Exclude the pictures, then restate every entry below exactly.

************

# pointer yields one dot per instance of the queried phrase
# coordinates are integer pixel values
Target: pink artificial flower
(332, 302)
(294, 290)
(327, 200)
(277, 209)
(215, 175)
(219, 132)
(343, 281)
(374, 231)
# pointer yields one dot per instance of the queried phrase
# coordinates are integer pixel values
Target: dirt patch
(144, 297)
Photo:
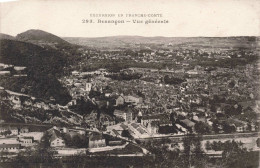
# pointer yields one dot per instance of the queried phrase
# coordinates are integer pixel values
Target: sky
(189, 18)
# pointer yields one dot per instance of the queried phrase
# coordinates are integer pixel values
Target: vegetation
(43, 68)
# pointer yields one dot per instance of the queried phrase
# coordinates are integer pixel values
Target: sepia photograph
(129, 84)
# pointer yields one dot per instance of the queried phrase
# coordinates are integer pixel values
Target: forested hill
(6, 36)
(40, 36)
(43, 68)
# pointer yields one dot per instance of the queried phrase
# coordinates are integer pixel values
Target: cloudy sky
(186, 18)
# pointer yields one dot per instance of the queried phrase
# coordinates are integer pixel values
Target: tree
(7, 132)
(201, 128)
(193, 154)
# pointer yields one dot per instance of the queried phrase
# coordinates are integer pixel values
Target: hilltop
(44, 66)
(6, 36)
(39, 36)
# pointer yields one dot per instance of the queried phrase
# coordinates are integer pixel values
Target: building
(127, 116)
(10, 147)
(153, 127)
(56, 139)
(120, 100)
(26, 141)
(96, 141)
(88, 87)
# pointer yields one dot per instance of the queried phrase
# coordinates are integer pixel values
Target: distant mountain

************

SOLUTION TO THIS PROBLEM:
# pointer yields one dot per instance of the queried phrase
# coordinates are integer pixel values
Target: pink artificial flower
(332, 302)
(294, 290)
(327, 200)
(277, 209)
(215, 175)
(219, 132)
(343, 281)
(374, 231)
# pointer yields one dot per instance of the queried phrase
# coordinates are integer pixel values
Target: dirt patch
(144, 297)
Photo:
# pointer yields one dot per instance of the queried phrase
# coordinates are integer pixel values
Target: sky
(189, 18)
# pointer yields one dot per instance of the queried phrase
# coordinates are integer pixel values
Target: vegetation
(43, 68)
# pointer yields one dot per instance of the queried phrase
# coordinates are integer pixel values
Target: sepia photograph
(129, 84)
# pointer yields one dot per instance of the queried phrase
# coordinates are integer pixel values
Target: forested hill
(6, 36)
(40, 36)
(43, 68)
# pointer yields one dot per instance of the queried phrase
# coordinates are integer pixel values
Target: cloudy sky
(186, 18)
# pointer yields one dot per instance of the queried phrase
# coordinates are integer pixel values
Target: tree
(7, 132)
(201, 128)
(193, 154)
# pointer yields one dot per instance of the queried phrase
# coordinates are integer pixel values
Target: hilltop
(44, 66)
(6, 36)
(39, 36)
# pointer yields one dot per instance of the queried phrase
# coordinates are integer pixel values
Target: building
(127, 116)
(10, 147)
(153, 127)
(56, 139)
(120, 100)
(26, 141)
(96, 141)
(88, 87)
# pointer yields one dot per instance of the queried phrase
# coordinates are integer pixel values
Target: distant mountain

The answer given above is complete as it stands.